• **Exercise description**:
Your answer must consist solely of the line containing "Where can you see the stacked" and each line after it through the end of the data, copied exactly.

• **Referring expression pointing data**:
==*==

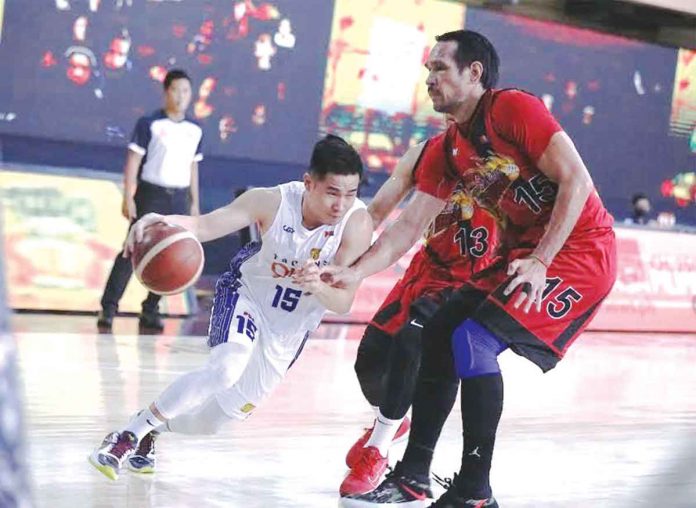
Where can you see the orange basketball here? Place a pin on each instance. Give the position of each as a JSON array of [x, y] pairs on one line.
[[168, 260]]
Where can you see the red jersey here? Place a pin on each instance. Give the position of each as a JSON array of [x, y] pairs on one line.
[[503, 178]]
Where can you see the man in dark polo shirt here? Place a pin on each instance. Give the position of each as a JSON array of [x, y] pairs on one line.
[[161, 175]]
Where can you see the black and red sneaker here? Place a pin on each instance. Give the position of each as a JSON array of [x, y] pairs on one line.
[[109, 456], [454, 499], [398, 490], [143, 459]]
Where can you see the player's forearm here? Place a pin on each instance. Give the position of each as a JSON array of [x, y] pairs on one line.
[[195, 202], [388, 249], [570, 200], [338, 300]]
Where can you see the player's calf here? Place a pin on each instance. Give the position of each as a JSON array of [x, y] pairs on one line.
[[143, 459]]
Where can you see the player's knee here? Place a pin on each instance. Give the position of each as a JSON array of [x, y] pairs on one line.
[[409, 342], [475, 350], [228, 362]]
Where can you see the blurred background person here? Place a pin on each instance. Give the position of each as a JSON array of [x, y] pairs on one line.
[[641, 209], [160, 175]]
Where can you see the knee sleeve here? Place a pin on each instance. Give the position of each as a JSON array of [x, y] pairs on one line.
[[401, 376], [475, 350], [371, 363]]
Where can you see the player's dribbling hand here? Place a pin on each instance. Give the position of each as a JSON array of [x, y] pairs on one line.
[[135, 234], [339, 276], [128, 209], [531, 275], [308, 277]]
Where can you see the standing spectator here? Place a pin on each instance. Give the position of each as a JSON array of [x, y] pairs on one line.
[[641, 209], [161, 175]]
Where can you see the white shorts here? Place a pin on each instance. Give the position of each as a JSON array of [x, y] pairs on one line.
[[236, 318]]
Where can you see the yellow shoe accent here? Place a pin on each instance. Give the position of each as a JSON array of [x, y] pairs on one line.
[[143, 470]]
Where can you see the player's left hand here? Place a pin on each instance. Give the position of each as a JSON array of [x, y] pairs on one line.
[[308, 277], [531, 274]]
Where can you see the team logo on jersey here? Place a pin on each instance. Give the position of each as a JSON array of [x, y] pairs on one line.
[[282, 267], [247, 408]]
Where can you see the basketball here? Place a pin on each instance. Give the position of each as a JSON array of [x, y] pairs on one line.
[[168, 260]]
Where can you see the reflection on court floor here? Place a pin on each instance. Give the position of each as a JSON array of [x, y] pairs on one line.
[[613, 426]]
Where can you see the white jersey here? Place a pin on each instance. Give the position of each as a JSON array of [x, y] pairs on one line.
[[265, 271]]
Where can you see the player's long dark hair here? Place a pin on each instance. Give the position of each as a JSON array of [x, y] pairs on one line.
[[474, 47]]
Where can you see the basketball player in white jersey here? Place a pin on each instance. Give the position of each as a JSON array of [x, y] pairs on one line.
[[264, 307]]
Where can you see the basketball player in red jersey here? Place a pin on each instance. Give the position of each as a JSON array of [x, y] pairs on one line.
[[459, 242], [557, 263]]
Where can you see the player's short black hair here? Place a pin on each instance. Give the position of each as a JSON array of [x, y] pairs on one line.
[[637, 197], [474, 47], [332, 154], [173, 75]]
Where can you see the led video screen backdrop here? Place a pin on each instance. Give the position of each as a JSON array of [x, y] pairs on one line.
[[84, 70]]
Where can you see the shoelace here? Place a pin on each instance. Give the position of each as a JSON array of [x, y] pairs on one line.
[[443, 482], [364, 465], [122, 446], [147, 445]]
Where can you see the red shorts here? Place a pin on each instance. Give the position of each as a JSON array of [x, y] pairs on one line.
[[579, 278], [417, 295]]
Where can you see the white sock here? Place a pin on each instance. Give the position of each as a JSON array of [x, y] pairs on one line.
[[207, 419], [144, 423], [383, 434]]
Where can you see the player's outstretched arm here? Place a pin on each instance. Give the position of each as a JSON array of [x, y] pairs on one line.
[[396, 187], [393, 243], [254, 206], [355, 241]]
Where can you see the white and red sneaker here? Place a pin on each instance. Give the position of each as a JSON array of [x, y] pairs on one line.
[[358, 447], [109, 456], [366, 474]]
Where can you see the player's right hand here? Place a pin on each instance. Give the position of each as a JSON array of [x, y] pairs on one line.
[[135, 234], [128, 209]]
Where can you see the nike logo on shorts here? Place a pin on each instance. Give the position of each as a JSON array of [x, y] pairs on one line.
[[421, 496]]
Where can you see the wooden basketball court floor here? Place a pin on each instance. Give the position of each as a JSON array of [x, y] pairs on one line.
[[614, 425]]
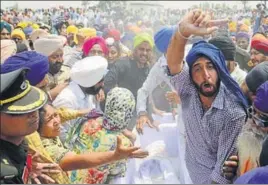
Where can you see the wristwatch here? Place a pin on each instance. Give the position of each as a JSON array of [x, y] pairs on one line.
[[142, 113]]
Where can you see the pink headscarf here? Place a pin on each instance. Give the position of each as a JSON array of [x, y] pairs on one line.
[[8, 48], [89, 43]]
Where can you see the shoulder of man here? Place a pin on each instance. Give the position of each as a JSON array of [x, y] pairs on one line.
[[233, 108]]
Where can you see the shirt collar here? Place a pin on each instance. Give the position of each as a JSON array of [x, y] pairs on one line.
[[219, 100]]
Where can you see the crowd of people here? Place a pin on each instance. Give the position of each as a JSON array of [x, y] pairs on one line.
[[76, 83]]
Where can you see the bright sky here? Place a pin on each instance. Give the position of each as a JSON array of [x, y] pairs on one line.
[[48, 4]]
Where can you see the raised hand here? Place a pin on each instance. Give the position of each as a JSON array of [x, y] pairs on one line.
[[122, 152], [199, 23]]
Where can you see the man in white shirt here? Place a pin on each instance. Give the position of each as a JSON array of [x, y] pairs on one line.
[[228, 49], [87, 80]]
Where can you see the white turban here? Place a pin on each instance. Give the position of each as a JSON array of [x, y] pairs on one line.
[[49, 44], [89, 71]]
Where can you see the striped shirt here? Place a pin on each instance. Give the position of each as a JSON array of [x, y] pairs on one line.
[[210, 136]]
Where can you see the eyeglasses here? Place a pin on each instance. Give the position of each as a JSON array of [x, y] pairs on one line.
[[259, 119], [17, 39]]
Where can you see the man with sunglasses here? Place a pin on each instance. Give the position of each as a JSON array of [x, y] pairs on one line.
[[251, 138], [19, 107]]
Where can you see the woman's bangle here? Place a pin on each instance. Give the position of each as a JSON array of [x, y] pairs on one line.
[[49, 95]]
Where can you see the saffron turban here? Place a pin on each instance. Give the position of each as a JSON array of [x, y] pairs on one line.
[[93, 41]]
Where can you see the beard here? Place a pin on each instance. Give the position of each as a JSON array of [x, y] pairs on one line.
[[212, 89]]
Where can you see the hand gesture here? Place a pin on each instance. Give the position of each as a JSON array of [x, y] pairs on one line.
[[100, 96], [199, 23], [172, 97], [122, 152], [141, 121], [230, 167], [39, 169]]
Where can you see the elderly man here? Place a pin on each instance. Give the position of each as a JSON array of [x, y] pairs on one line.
[[156, 77], [20, 103], [227, 47], [213, 106], [52, 47], [5, 30], [95, 46], [131, 73], [86, 81]]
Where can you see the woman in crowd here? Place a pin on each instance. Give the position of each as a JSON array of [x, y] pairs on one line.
[[98, 133], [18, 36], [114, 52], [68, 160]]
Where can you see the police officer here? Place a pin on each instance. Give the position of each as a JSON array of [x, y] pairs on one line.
[[19, 107]]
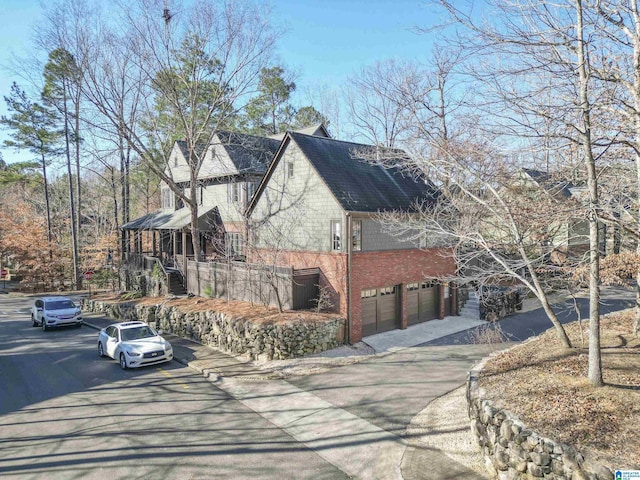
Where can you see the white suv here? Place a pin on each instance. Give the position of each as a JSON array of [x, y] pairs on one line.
[[55, 312], [133, 344]]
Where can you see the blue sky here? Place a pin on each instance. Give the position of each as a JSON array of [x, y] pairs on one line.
[[325, 42]]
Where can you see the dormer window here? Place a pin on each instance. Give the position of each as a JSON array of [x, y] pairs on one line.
[[336, 235], [168, 199], [234, 192]]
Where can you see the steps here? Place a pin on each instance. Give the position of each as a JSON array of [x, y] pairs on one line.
[[471, 309], [175, 287]]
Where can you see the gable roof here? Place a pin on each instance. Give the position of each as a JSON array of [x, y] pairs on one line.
[[357, 184], [318, 130], [249, 153], [554, 187]]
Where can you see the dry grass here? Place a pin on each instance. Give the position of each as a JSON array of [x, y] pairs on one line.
[[546, 385], [246, 310]]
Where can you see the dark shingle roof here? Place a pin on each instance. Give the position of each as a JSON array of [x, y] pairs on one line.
[[543, 179], [359, 185], [248, 153]]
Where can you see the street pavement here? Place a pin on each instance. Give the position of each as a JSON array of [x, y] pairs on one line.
[[357, 416]]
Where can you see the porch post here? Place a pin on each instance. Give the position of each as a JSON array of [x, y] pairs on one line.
[[441, 308], [454, 299]]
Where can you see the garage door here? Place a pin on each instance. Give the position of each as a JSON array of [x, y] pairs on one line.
[[379, 310], [421, 302]]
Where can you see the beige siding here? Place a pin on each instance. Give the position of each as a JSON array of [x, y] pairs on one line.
[[374, 238], [178, 168], [295, 212]]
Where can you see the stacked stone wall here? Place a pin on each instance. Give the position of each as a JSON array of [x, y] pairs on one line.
[[513, 451], [235, 335]]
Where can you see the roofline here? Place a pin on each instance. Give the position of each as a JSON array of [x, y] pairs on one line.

==*==

• **Solution**:
Where can you see the stacked stone wall here? Place a pin on each instance. Give the position of each as a JSON array of [x, y] pairs on one line.
[[513, 451], [235, 335]]
Where can you see the roofline here? Place a pin on each instance. Give the position of each as a JSON array of [x, y] pairs on one line.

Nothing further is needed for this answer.